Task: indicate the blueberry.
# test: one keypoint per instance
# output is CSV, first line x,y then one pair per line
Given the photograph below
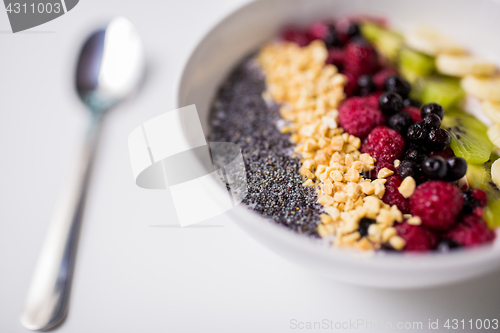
x,y
411,102
435,167
432,108
390,103
408,168
364,224
432,120
331,39
438,139
469,202
365,85
353,30
415,155
417,132
447,244
397,85
457,168
400,122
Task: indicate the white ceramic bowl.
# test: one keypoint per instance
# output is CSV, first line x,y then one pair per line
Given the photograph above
x,y
473,23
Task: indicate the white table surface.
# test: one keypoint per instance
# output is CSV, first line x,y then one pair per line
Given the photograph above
x,y
132,276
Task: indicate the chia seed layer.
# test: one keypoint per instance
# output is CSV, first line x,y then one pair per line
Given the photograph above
x,y
240,115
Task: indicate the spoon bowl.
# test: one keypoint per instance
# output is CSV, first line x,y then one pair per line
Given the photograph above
x,y
110,67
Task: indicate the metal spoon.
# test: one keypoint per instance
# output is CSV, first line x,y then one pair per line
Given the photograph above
x,y
110,68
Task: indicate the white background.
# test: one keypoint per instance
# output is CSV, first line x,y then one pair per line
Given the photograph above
x,y
132,275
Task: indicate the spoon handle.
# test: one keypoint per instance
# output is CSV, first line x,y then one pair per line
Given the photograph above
x,y
47,299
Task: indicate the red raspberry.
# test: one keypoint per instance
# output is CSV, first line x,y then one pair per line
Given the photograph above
x,y
360,59
417,238
372,99
384,144
336,57
317,30
393,197
437,203
358,118
415,114
381,76
295,35
471,231
352,84
481,197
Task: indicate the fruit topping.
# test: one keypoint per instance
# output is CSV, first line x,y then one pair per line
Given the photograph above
x,y
358,116
364,224
437,203
384,144
365,85
457,168
360,59
432,108
494,134
469,139
435,168
353,30
414,112
390,103
381,76
438,139
446,245
400,122
487,88
398,85
418,133
408,168
416,63
471,231
432,120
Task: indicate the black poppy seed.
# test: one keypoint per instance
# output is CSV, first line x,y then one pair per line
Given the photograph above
x,y
240,115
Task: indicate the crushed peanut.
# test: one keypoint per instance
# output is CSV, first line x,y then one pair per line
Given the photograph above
x,y
414,220
385,173
309,93
407,187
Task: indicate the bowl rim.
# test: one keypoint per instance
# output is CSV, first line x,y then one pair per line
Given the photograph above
x,y
412,262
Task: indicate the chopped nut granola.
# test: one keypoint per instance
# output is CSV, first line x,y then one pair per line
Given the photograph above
x,y
309,93
407,187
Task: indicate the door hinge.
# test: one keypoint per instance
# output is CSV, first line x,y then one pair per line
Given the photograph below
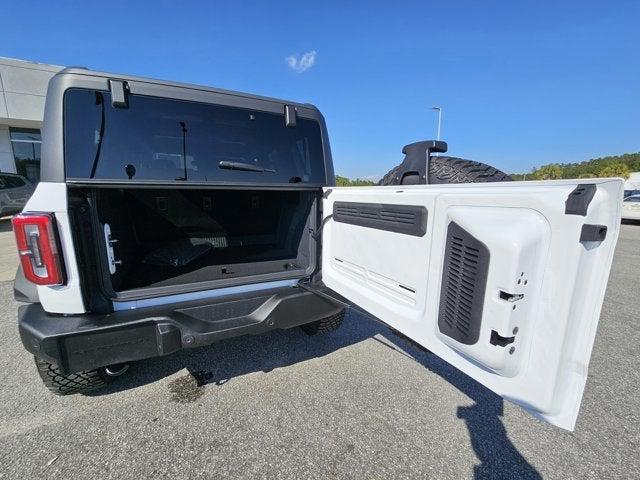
x,y
119,92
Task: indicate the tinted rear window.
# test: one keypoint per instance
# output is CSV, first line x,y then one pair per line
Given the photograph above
x,y
167,140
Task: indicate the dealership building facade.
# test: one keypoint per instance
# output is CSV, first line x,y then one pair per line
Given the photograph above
x,y
23,88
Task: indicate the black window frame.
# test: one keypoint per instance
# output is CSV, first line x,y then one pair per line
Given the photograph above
x,y
258,180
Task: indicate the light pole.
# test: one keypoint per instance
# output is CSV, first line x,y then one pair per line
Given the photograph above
x,y
439,109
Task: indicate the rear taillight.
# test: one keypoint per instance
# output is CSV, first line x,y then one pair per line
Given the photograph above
x,y
37,241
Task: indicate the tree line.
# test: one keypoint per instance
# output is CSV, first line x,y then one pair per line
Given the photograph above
x,y
612,166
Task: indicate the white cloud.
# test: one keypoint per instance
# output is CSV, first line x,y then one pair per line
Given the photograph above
x,y
302,64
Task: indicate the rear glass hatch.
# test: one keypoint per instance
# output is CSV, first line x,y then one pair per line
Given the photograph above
x,y
180,195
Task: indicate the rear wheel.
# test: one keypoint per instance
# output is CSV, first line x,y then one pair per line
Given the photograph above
x,y
78,382
448,170
325,325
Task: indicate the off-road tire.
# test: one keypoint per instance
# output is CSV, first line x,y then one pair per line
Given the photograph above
x,y
74,382
325,325
454,170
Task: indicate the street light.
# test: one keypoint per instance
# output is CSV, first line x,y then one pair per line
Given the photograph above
x,y
439,109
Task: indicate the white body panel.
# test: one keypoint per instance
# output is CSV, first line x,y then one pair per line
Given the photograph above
x,y
52,198
631,208
534,251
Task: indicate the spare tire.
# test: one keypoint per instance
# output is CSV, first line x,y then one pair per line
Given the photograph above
x,y
442,169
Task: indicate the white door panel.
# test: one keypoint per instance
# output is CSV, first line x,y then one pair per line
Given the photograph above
x,y
515,301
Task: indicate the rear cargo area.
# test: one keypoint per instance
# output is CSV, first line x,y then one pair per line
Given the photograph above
x,y
171,236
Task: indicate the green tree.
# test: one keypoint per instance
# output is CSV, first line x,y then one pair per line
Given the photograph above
x,y
553,171
617,169
346,182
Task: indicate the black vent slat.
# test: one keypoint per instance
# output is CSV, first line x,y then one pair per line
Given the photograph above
x,y
407,219
464,279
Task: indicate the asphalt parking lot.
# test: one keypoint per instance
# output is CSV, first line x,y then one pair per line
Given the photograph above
x,y
358,403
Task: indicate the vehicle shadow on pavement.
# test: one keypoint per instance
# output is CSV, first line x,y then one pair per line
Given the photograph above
x,y
225,360
498,456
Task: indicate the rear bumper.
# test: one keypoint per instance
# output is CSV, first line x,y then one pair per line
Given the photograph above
x,y
83,342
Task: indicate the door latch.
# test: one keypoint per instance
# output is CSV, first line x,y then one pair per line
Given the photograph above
x,y
109,242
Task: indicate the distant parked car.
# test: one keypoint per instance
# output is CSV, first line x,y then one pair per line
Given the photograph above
x,y
15,190
631,208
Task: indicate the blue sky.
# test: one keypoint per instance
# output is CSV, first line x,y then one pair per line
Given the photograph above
x,y
521,84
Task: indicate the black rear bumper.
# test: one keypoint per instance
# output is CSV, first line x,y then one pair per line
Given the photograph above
x,y
83,342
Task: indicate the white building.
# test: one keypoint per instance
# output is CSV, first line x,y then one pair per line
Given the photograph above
x,y
23,87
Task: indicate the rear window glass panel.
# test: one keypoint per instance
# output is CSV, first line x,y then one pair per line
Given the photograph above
x,y
10,181
160,139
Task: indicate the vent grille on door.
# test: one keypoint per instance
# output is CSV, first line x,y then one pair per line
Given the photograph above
x,y
464,280
407,219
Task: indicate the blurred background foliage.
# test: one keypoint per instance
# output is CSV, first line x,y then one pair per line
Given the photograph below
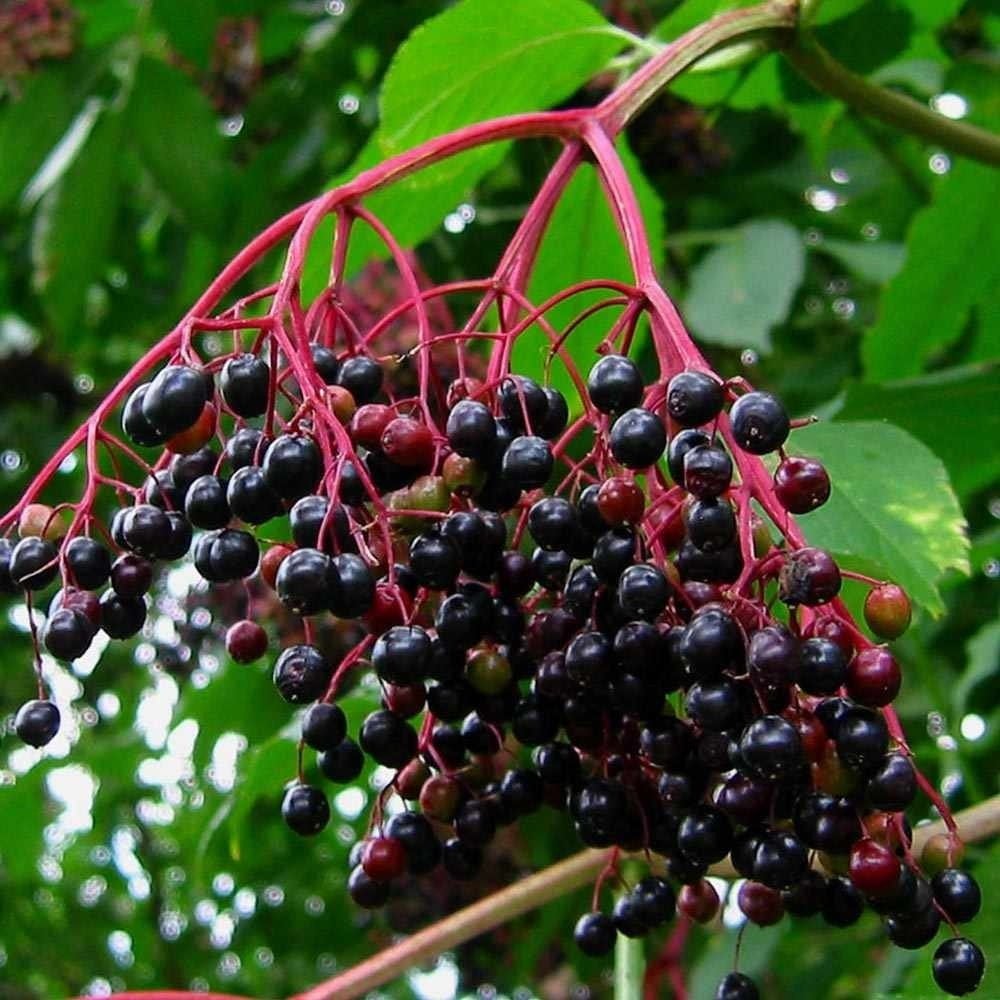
x,y
849,268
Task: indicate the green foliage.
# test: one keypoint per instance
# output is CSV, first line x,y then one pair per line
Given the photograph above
x,y
865,283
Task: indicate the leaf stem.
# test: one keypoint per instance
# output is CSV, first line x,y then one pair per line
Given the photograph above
x,y
817,66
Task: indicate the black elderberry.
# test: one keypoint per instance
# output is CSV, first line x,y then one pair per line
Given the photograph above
x,y
303,582
708,470
324,726
643,591
595,934
388,739
136,426
361,377
292,466
175,399
122,617
243,383
88,562
471,429
33,563
638,438
342,763
759,422
305,810
37,722
302,674
694,398
250,497
958,966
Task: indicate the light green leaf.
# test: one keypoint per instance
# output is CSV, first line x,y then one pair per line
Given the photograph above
x,y
583,242
953,412
176,132
29,127
74,225
879,262
891,507
741,289
925,307
481,59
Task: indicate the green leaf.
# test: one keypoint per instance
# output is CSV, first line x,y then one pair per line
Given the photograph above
x,y
29,127
892,506
982,654
878,262
241,699
741,289
582,242
74,225
925,307
175,129
953,412
481,60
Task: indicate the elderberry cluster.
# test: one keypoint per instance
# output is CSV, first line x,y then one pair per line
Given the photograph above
x,y
659,668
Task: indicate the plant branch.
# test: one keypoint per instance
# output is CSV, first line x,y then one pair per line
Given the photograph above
x,y
817,66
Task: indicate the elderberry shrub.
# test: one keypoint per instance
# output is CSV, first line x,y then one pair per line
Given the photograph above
x,y
527,602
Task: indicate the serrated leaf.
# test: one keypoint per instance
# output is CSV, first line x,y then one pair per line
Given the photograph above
x,y
892,506
953,412
29,127
925,307
879,262
583,242
74,226
481,59
742,288
176,133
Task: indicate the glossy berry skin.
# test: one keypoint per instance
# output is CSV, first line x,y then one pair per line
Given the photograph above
x,y
301,674
874,869
736,986
958,894
527,463
175,399
88,561
388,739
614,384
801,484
595,934
706,471
888,611
243,383
638,438
759,423
810,577
246,641
37,722
343,762
383,859
874,677
305,810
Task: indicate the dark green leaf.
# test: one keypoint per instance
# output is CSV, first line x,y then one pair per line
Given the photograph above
x,y
926,305
953,412
742,288
176,131
891,506
74,226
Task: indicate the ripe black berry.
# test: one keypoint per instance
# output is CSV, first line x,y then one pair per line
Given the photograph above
x,y
243,383
301,674
638,438
305,810
614,384
760,423
37,722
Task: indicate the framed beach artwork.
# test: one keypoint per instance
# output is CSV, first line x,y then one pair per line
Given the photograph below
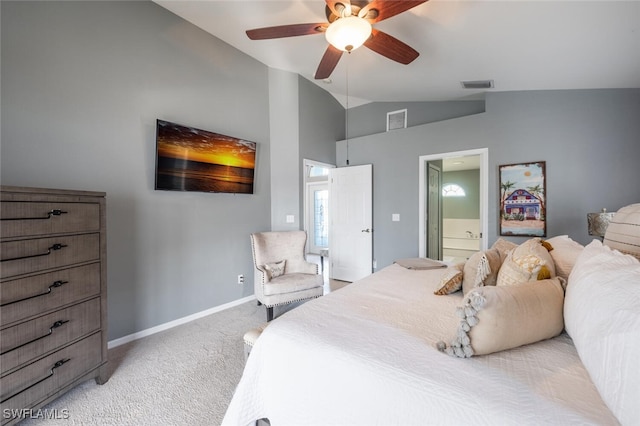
x,y
523,200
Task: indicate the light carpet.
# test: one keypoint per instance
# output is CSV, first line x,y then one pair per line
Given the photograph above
x,y
182,376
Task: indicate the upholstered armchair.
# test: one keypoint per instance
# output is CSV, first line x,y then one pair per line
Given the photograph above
x,y
282,273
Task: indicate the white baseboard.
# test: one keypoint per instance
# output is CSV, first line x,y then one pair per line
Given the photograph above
x,y
162,327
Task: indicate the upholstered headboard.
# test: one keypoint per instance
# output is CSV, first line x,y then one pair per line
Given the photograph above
x,y
623,233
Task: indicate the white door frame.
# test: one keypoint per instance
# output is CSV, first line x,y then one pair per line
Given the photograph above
x,y
484,193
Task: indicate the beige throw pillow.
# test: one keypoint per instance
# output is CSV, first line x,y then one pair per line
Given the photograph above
x,y
451,281
504,247
529,261
494,319
481,269
274,270
564,254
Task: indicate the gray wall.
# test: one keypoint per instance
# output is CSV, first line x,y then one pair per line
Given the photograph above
x,y
590,140
321,124
371,118
467,207
82,86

What is required: Your answer should be each line of the data that contains the word "foliage", copied as it stands.

Task solution:
Task: indicate the blurred background foliage.
Task: indicate the green foliage.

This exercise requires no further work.